Brief. Go through the records and count every line that holds "panel". Only the number belongs in the reply.

Dataset content.
*** Block opens ***

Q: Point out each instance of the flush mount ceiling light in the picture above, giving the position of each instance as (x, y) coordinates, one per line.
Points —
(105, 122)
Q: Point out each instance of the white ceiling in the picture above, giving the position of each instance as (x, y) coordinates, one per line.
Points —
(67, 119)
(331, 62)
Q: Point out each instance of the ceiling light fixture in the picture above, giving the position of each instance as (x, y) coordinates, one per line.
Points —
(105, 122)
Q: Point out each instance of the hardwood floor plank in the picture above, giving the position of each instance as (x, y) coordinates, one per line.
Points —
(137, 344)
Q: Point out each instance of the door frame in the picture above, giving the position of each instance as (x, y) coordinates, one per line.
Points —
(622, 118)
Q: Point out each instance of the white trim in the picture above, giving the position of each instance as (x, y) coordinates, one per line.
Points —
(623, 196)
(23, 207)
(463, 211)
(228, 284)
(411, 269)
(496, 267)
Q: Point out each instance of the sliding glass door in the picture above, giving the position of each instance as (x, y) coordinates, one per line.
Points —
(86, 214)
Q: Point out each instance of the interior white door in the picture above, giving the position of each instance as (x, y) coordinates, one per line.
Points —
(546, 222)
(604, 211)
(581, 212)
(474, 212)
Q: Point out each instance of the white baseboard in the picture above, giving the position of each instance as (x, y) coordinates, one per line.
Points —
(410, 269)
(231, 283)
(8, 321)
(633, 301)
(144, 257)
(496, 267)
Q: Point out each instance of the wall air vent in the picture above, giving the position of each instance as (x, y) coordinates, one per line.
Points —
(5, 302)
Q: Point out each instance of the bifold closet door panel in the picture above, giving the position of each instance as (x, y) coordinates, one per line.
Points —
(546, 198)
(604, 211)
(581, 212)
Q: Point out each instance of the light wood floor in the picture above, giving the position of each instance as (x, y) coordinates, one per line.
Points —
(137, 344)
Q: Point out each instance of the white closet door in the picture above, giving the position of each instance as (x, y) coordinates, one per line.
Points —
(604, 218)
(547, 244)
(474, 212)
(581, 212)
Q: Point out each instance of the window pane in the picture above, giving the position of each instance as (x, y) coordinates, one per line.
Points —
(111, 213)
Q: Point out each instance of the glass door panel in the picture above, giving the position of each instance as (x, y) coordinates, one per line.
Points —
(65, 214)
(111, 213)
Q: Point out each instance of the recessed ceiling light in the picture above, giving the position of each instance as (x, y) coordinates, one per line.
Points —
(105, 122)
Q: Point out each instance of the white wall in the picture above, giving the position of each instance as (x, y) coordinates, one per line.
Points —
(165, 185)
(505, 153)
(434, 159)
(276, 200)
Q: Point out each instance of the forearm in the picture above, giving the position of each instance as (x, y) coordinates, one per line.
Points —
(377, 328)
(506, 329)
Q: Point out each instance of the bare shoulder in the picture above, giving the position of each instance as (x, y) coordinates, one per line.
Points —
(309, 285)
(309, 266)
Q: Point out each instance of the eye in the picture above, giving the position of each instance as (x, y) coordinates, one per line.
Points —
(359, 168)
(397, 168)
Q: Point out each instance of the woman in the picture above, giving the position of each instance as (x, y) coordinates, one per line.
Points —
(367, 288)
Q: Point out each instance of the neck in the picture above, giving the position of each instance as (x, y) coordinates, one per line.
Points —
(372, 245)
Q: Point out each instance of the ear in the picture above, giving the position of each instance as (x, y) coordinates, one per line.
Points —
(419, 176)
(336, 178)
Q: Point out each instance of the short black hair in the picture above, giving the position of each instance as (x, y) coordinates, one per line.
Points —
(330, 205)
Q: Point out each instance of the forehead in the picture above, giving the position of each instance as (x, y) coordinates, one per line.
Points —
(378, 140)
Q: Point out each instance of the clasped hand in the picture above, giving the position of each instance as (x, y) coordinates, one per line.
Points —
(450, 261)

*** Block closes ***

Solution below. 2